# [PROBLEMS TO WORK ON]
#1 Translate this sentence from the patch email on LPAE address patching into Spanish: "There is no corresponding change on the phys_to_virt() side, because computations on the upper 32-bits would be discarded anyway."
#2 Pick up the patch email on LPAE address patching after its last line and keep writing it.

From mboxrd@z Thu Jan  1 00:00:00 1970
From: r.sricharan@ti.com (Sricharan R)
Date: Thu, 1 Aug 2013 00:01:47 +0530
Subject: [PATCH v2 4/6] ARM: mm: LPAE: Correct virt_to_phys patching for
 64 bit physical addresses
In-Reply-To: <1375289086-5315-5-git-send-email-santosh.shilimkar@ti.com>
References: <1375289086-5315-1-git-send-email-santosh.shilimkar@ti.com>
 <1375289086-5315-5-git-send-email-santosh.shilimkar@ti.com>
Message-ID: <51F95813.2060508@ti.com>
To: linux-arm-kernel@lists.infradead.org
List-Id: linux-arm-kernel.lists.infradead.org

Hi,
On Wednesday 31 July 2013 10:14 PM, Santosh Shilimkar wrote:
> From: Sricharan R <r.sricharan@ti.com>
>
> The current phys_to_virt patching mechanism does not work
> for 64 bit physical addressesp. Note that constant used in add/sub
> instructions is encoded in to the last 8 bits of the opcode. So shift
> the _pv_offset constant by 24 to get it in to the correct place.
>
> The v2p patching mechanism patches the higher 32bits of physical
> address with a constant. While this is correct, in those platforms
> where the lowmem addressable physical memory spawns across 4GB boundary,
> a carry bit can be produced as a result of addition of lower 32bits.
> This has to be taken in to account and added in to the upper. The patched
> __pv_offset and va are added in lower 32bits, where __pv_offset can be
> in two's complement form when PA_START < VA_START and that can result
> in a false carry bit.
>
> e.g PA = 0x80000000 VA = 0xC0000000
> __pv_offset = PA - VA = 0xC0000000 (2's complement)
>
> So adding __pv_offset + VA should never result in a true overflow. So in
> order to differentiate between a true carry, a __pv_offset is extended
> to 64bit and the upper 32bits will have 0xffffffff if __pv_offset is
> 2's complement. We are using the same to insert 'mvn #0' instead of
> 'mov' while patching.
>
> The above idea was suggested by Nicolas Pitre <nico@linaro.org> as
> part of the review of first version of the subject patch.
>
> There is no corresponding change on the phys_to_virt() side, because
> computations on the upper 32-bits would be discarded anyway.
>
> Cc: Nicolas Pitre <nico@linaro.org>
> Cc: Russell King <linux@arm.linux.org.uk>
>
> Signed-off-by: Sricharan R <r.sricharan@ti.com>
> Signed-off-by: Santosh Shilimkar <santosh.shilimkar@ti.com>
> ---
>  arch/arm/include/asm/memory.h |   35 +++++++++++++++++++--
>  arch/arm/kernel/armksyms.c    |    1 +
>  arch/arm/kernel/head.S        |   68 +++++++++++++++++++++++++++++++----------
>  3 files changed, 85 insertions(+), 19 deletions(-)

# [DATA LINES]
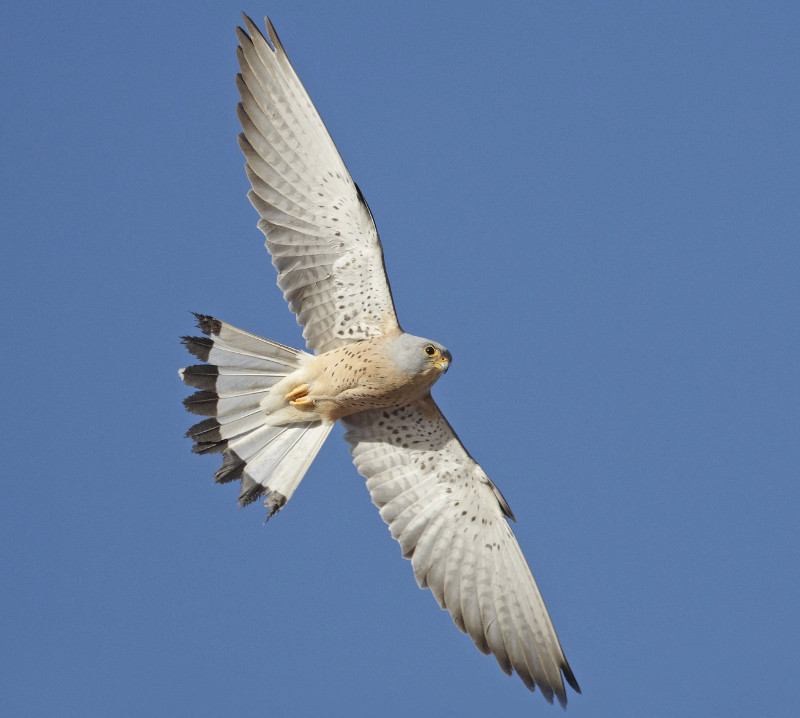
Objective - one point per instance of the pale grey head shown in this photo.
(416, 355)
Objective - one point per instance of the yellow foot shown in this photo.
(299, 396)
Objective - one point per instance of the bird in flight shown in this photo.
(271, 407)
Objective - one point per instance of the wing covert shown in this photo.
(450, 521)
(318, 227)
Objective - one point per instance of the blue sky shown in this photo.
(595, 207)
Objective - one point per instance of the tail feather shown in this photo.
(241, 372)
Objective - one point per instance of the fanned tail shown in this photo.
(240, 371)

--

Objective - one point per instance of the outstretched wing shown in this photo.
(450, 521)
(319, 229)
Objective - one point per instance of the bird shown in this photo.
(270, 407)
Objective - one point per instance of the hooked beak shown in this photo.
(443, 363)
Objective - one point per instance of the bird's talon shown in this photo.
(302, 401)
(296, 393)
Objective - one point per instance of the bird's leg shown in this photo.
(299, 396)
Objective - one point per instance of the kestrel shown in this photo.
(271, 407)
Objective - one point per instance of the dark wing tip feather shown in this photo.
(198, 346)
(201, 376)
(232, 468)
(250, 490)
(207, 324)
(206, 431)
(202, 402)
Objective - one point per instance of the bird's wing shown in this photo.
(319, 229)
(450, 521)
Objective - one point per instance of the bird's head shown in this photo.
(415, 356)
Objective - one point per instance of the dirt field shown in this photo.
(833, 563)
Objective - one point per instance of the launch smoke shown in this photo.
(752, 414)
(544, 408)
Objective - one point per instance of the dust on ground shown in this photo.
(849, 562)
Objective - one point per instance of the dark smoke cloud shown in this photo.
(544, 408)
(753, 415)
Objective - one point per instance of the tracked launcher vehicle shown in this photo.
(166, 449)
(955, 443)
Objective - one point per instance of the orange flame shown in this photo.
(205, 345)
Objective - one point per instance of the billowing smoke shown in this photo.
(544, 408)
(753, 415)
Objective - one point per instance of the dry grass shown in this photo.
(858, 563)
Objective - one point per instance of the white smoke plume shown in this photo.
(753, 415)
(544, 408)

# [SOLVED PROBLEMS]
#1 No hay ningún cambio correspondiente en el lado de phys_to_virt(), porque los cálculos sobre los 32 bits superiores se descartarían de todos modos.

#2
>
> diff --git a/arch/arm/include/asm/memory.h b/arch/arm/include/asm/memory.h
> index d9b96c65..abe879d 100644
> --- a/arch/arm/include/asm/memory.h
> +++ b/arch/arm/include/asm/memory.h
> @@ -174,7 +174,9 @@
>  #define __PV_BITS_31_24	0x81000000
>  
>  extern phys_addr_t (*arch_virt_to_idmap) (unsigned long x);
> -extern unsigned long __pv_phys_offset;
> +extern phys_addr_t __pv_phys_offset;
> +extern phys_addr_t __pv_offset;
> +
>  #define PHYS_OFFSET __pv_phys_offset
>  
>  #define __pv_stub(from,to,instr,type)			\
> @@ -186,10 +188,37 @@ extern unsigned long __pv_phys_offset;
>  	: "=r" (to)					\
>  	: "r" (from), "I" (type))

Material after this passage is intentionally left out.